Only the lines from the one with "Task: one point marks each instance of the distant" through the end of the material below belong in the reply; transcribe them exactly.

(Beginning of INFORMATION PROVIDED)

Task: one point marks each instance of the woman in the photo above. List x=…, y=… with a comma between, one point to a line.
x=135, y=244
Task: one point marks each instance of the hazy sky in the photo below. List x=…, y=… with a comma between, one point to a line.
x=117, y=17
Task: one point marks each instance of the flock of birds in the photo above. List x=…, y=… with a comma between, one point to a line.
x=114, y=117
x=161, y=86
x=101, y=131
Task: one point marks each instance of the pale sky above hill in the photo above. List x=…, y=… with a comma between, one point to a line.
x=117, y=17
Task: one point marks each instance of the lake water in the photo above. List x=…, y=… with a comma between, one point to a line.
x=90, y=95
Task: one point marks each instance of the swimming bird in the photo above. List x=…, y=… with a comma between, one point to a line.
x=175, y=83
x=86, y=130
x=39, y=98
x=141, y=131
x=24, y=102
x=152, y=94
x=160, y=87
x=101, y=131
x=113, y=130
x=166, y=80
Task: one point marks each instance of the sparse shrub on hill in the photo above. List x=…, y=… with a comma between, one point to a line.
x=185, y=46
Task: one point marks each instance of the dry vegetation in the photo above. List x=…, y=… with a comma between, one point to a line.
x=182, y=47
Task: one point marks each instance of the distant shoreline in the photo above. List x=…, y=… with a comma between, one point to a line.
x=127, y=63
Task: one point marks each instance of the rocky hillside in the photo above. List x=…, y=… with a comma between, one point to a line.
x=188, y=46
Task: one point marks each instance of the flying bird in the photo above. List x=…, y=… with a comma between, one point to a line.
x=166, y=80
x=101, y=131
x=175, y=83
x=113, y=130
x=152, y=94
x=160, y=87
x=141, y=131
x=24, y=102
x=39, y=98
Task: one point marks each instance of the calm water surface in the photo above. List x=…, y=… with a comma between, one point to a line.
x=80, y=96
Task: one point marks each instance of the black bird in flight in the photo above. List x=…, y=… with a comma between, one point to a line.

(End of INFORMATION PROVIDED)

EXERCISE RESULT »
Task: one point marks each instance of the distant shoreline in the photo above. List x=…, y=… with a comma between, one point to a line.
x=127, y=63
Task: one point marks each instance of the rocky hillside in the photo above. List x=…, y=… with a comma between, one point to a line.
x=188, y=46
Task: one point marks each instance of the flying bird in the photo above. List x=…, y=… with a comma between, one point to a line.
x=166, y=80
x=101, y=131
x=175, y=83
x=113, y=130
x=152, y=94
x=160, y=87
x=141, y=131
x=24, y=102
x=39, y=98
Task: one point marks each instance of the calm water surface in the photo above. List x=…, y=… with a comma between, one point to a line.
x=80, y=96
Task: one point marks each instance of the black bird in flight in the photo above. List x=…, y=… with a comma between, one point to a line.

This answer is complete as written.